### Prompt
Give the items below as a numbered list, with any blank lines left out.

### Supplied information

╔══

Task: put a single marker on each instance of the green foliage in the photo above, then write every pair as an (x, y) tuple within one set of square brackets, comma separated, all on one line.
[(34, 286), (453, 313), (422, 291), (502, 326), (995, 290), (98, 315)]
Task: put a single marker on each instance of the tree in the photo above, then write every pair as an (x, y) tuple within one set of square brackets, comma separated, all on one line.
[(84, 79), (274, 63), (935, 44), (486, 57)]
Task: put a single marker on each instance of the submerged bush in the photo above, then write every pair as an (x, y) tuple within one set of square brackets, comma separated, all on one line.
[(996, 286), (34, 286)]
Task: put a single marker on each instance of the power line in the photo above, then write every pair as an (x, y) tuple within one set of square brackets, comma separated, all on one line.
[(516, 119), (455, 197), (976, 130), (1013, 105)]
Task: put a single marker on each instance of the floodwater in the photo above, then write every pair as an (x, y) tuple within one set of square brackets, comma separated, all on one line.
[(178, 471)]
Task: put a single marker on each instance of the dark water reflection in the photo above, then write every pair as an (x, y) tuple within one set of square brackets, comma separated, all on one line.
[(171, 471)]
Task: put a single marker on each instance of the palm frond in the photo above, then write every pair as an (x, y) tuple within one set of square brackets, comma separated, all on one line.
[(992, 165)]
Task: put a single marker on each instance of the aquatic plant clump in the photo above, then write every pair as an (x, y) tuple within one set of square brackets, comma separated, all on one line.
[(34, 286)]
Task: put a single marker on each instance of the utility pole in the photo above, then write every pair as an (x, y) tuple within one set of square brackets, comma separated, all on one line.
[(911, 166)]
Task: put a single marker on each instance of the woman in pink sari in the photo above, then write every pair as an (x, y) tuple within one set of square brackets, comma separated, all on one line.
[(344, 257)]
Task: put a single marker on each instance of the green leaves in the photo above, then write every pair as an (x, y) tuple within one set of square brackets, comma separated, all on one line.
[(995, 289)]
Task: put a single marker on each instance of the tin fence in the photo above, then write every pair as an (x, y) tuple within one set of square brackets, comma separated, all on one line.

╚══

### Output for this exercise
1. Task: put a single marker on each instance of the green foliage in the photo above, then write every pair as an (x, y) tuple within one set of square brackets, comma separated, all on one line.
2. [(34, 286), (453, 313), (422, 291), (502, 326), (995, 290), (98, 315)]
3. Task: put a single marker on each instance of the tree in the photo above, then write every pair as an (x, y) tuple within one set of square brackets, comma separated, all on one line.
4. [(84, 79), (274, 63), (935, 44), (486, 57)]
5. Task: put a single marker on each instance of the submerged bush in the photo above, then write every pair as an (x, y) tuple within one set of square brackets, comma separated, all on one line.
6. [(996, 286), (34, 286)]
7. Task: put a single marker on each instance of the power line in the photo above, then write every pair as an (x, y) tuple within one set of square brackets, comma separated, all on one line.
8. [(516, 119), (455, 197), (976, 130), (1013, 105)]
9. Task: put a single marker on each instance of the floodwater in the photo above, then write every pair as an (x, y) tuple within one set of square brackets, comma separated, all on one line.
10. [(178, 471)]
11. Task: put a single marker on each instance of the dark water reflection in the photo above, then write every pair as an (x, y) tuple within one set of square brackets, comma separated, all on one line.
12. [(171, 471)]
13. Task: put a single marker on each instance of the palm frond in the photo above, then write every pair as an (x, y) tuple within one set of square brackets, comma separated, all on one line.
14. [(992, 165)]
15. Task: put a single marker on each instance of the aquatic plant clump in the photo above, then write every pair as an (x, y) tuple within one set of square brackets, comma separated, all on one line.
16. [(34, 286)]
17. Task: put a single marker on each instance of the utility pole in the photo above, then write every pair as an (x, y) tuple within one set of square brackets, comma separated, all on one line.
18. [(911, 166)]
19. Task: put a single marker on each instance of the woman in pink sari in the photo above, then write every pair as an (x, y) tuple within one set of square brackets, comma separated, all on one line.
20. [(344, 257)]
21. Task: put a single marker on each instance of the green leaves in the photo above, then write every pair as an (x, y) tuple within one set of square brackets, comma separated, all on one line.
22. [(995, 289)]
23. Task: put a single marker on each instance of the tin fence in the photo above, then write every pair as an (x, y) tuple within one set of square brackets, comma separated, all on one line.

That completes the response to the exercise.